Task statement:
Copy out the data exactly, leaving the pictures behind.

Record set:

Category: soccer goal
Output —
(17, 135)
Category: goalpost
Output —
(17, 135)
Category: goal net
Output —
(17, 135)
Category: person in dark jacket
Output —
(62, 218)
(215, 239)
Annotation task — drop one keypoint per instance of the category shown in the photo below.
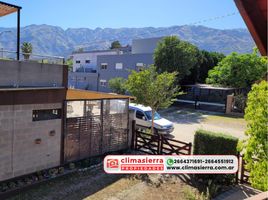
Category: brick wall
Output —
(19, 153)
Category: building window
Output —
(119, 66)
(104, 65)
(48, 114)
(103, 83)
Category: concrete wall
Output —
(19, 154)
(80, 80)
(30, 74)
(129, 62)
(147, 45)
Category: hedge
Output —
(211, 143)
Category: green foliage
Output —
(117, 85)
(255, 147)
(26, 49)
(207, 142)
(175, 55)
(211, 143)
(238, 70)
(152, 89)
(115, 45)
(206, 61)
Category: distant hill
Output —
(53, 40)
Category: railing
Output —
(11, 55)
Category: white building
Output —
(87, 61)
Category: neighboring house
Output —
(92, 70)
(87, 61)
(112, 66)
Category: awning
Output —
(6, 8)
(76, 95)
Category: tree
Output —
(255, 147)
(238, 70)
(152, 89)
(115, 45)
(174, 55)
(26, 49)
(117, 85)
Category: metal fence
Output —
(95, 127)
(11, 55)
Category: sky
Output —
(125, 13)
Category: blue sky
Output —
(124, 13)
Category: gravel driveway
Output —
(187, 121)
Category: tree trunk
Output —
(152, 129)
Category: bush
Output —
(211, 143)
(255, 147)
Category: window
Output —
(103, 83)
(119, 66)
(40, 115)
(104, 65)
(139, 114)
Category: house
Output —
(110, 64)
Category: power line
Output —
(160, 30)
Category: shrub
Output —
(255, 147)
(211, 143)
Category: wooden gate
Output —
(102, 128)
(159, 144)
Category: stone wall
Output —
(19, 153)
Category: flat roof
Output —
(6, 8)
(76, 95)
(211, 87)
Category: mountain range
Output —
(53, 40)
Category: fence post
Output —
(160, 143)
(242, 170)
(238, 170)
(190, 149)
(133, 135)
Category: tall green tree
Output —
(115, 45)
(26, 49)
(118, 85)
(175, 55)
(152, 89)
(238, 70)
(255, 147)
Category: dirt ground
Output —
(187, 121)
(96, 185)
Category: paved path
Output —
(187, 121)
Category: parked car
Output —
(143, 117)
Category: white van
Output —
(143, 117)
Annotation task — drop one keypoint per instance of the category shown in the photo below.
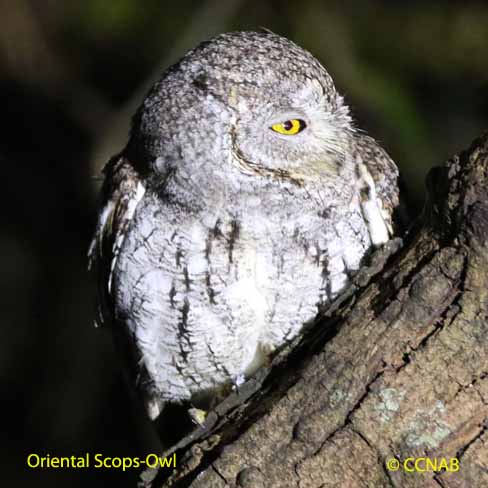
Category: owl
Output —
(242, 204)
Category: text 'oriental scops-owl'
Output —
(242, 204)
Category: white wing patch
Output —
(372, 209)
(131, 203)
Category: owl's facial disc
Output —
(292, 127)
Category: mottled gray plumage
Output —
(219, 237)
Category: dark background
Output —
(71, 74)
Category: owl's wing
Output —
(379, 187)
(121, 192)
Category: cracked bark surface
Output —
(397, 367)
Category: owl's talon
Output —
(197, 415)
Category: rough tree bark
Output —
(396, 368)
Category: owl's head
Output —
(253, 100)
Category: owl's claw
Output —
(197, 415)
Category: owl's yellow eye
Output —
(289, 127)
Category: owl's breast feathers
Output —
(198, 301)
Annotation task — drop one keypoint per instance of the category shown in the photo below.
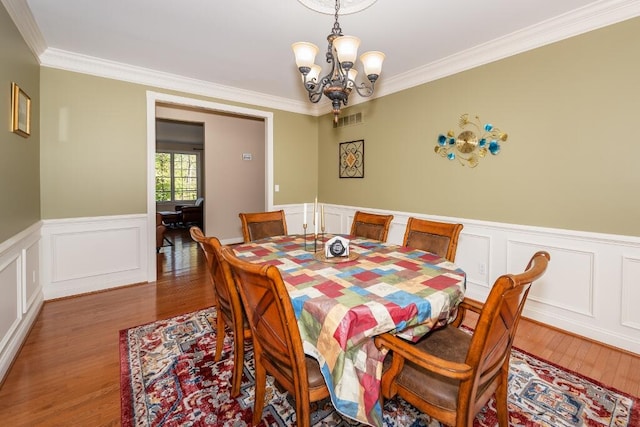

Exercise solution:
Category: soccer goal
Output —
(17, 135)
Category: goalpost
Output —
(17, 135)
Category: goal net
Output —
(17, 135)
Category: person in dark jacket
Output —
(62, 218)
(215, 239)
Annotation task — drop one keypoint per instance of the category shown in the photo below.
Category: brick wall
Output —
(19, 153)
Category: building window
Output —
(119, 66)
(104, 65)
(48, 114)
(103, 83)
Category: concrete wall
Output —
(19, 154)
(80, 80)
(30, 74)
(129, 62)
(147, 45)
Category: hedge
Output —
(211, 143)
Category: green foliage
Output —
(117, 85)
(255, 147)
(26, 49)
(207, 142)
(175, 55)
(211, 143)
(238, 70)
(152, 89)
(115, 45)
(206, 61)
Category: distant hill
Output —
(53, 40)
Category: railing
Output —
(11, 55)
Category: white building
Output —
(87, 61)
Category: neighboring house
Output —
(92, 70)
(87, 61)
(112, 66)
Category: awning
Output —
(6, 8)
(76, 95)
Category: tree
Output —
(255, 147)
(238, 70)
(152, 89)
(115, 45)
(174, 55)
(26, 49)
(117, 85)
Category: metal fence
Output —
(95, 127)
(11, 55)
Category: sky
Output —
(125, 13)
Category: blue sky
Output —
(124, 13)
Category: gravel driveway
Output —
(187, 121)
Category: tree trunk
Output —
(152, 129)
Category: bush
Output —
(211, 143)
(255, 147)
Category: window
Output —
(103, 83)
(119, 66)
(40, 115)
(104, 65)
(139, 114)
Category: house
Output —
(110, 64)
Category: power line
Output —
(160, 30)
Category: shrub
Output —
(255, 147)
(211, 143)
Category: wooden gate
Output —
(102, 128)
(159, 144)
Category: stone wall
Output —
(19, 153)
Category: flat roof
Output —
(6, 8)
(76, 95)
(211, 87)
Category: mountain range
Output —
(53, 40)
Category: fence post
Output —
(160, 143)
(242, 170)
(238, 170)
(190, 149)
(133, 135)
Category: tall green tree
Output —
(115, 45)
(26, 49)
(118, 85)
(175, 55)
(152, 89)
(238, 70)
(255, 147)
Category: dirt ground
Output —
(187, 121)
(96, 185)
Category: paved path
Output —
(187, 121)
Category: parked car
Output —
(143, 117)
Category: white van
Output —
(143, 117)
Annotation task — drop one keypoint per instance of the category shown in the photo below.
Category: owl
Output —
(242, 204)
Category: text 'oriental scops-owl'
Output —
(242, 204)
Category: white wing patch
Output —
(372, 209)
(131, 203)
Category: owl's facial disc
Output —
(292, 127)
Category: mottled gray plumage
Output —
(219, 237)
Category: dark background
Output —
(71, 74)
Category: owl's wing
Output —
(379, 187)
(121, 192)
Category: cracked bark surface
Output —
(397, 367)
Category: owl's talon
Output —
(197, 415)
Category: rough tree bark
Output —
(396, 368)
Category: owl's head
Output —
(253, 100)
Category: owl's claw
Output —
(197, 415)
Category: owl's yellow eye
Output —
(289, 127)
Category: owl's breast feathers
Output —
(198, 301)
Annotation task — drop one keypoint per instance of the category shown in the photo below.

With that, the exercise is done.